04 julho 2008

O dia em que caí.

Estava tudo planejado, combinado, pago, conferido e acertado. Já havia conversado com outros que haviam feito o que eu planejara e sabia das complicações e, principalmente, dos benefícios do que buscava.

Foi assim que me preparei para saltar de bungee jump.

- Acorde cedo e vá até o ponto de encontro. – Foi assim que me informaram o que deveria fazer hoje de manhã.
Embora fosse verão,  uma linha fria corria, teimosamente, por todo o corpo e misteriosamente despencava como uma queda d’água em meu ventre. Nunca soube precisar se este frio era endógeno ou exógeno, porém, para tal descrição, não se faz necessário abordar tal discussão.
Creio que éramos, ao todo, quase uma dúzia de saltadores que um-por-um era pesado, etiquetado e enviado, sem demora, a kombi que nos levaria até ao local designado. Nossos algozes contavam piadas e brincavam com nossos anseios e temores, e, nem por isso descontinuaria meu plano. Já no transporte pude observar outros como eu. Tinham a mesma bagagem e vinham do mesmo lugar e, talvez por instinto, pusemo-nos a conversar e assim passamos o tempo.

- Quem é Juón ? – Perguntou um algoz com o sotaque que lhe era pertinente.
- Sou eu. -  Respondi, prontamente.
- Okay, você é o mais pesado e será o primeiro a saltar. – Não notei qualquer desmerecimento em seu comentário.

Enquanto o transporte subia por entre as montanhas e passava rente a altas ribanaceira, sentia que aquela linha de frieza, que a pouco desenbocara em meu estômago tomava outro rumo e, ao mesmo tempo que sugava a saliva da minha boca, se enroscava junto a minha garganta.
^^^^^^^^
■ **PROBLEMA A**
Transcreva sem alterações todas as linhas dos registros de rotulagem de locais, deixando de fora as imagens.
O relato e os registros provêm de fontes distintas.

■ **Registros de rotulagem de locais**
^^^^^^^^
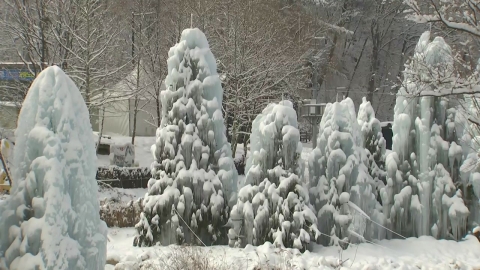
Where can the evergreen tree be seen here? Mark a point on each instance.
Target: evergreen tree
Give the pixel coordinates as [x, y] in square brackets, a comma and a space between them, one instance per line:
[51, 219]
[274, 205]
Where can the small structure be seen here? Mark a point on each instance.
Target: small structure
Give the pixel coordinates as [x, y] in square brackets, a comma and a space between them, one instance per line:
[312, 111]
[122, 155]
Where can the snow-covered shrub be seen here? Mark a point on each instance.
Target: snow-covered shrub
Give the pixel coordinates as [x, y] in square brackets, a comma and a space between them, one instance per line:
[274, 205]
[51, 220]
[373, 142]
[420, 197]
[339, 177]
[193, 175]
^^^^^^^^
■ **PROBLEMA B**
No relato, a frase que começa com "Estava tudo planejado" descreve como tudo estava. Enumere todas as palavras que ela usa para isso.

■ **SOLUÇÃO A**
Where can the evergreen tree be seen here? Mark a point on each instance.
Target: evergreen tree
Give the pixel coordinates as [x, y] in square brackets, a comma and a space between them, one instance per line:
[51, 219]
[274, 205]
Where can the small structure be seen here? Mark a point on each instance.
Target: small structure
Give the pixel coordinates as [x, y] in square brackets, a comma and a space between them, one instance per line:
[312, 111]
[122, 155]
Where can the snow-covered shrub be seen here? Mark a point on each instance.
Target: snow-covered shrub
Give the pixel coordinates as [x, y] in square brackets, a comma and a space between them, one instance per line:
[274, 205]
[51, 220]
[373, 142]
[420, 197]
[339, 177]
[193, 175]

■ **SOLUÇÃO B**
planejado, combinado, pago, conferido, acertado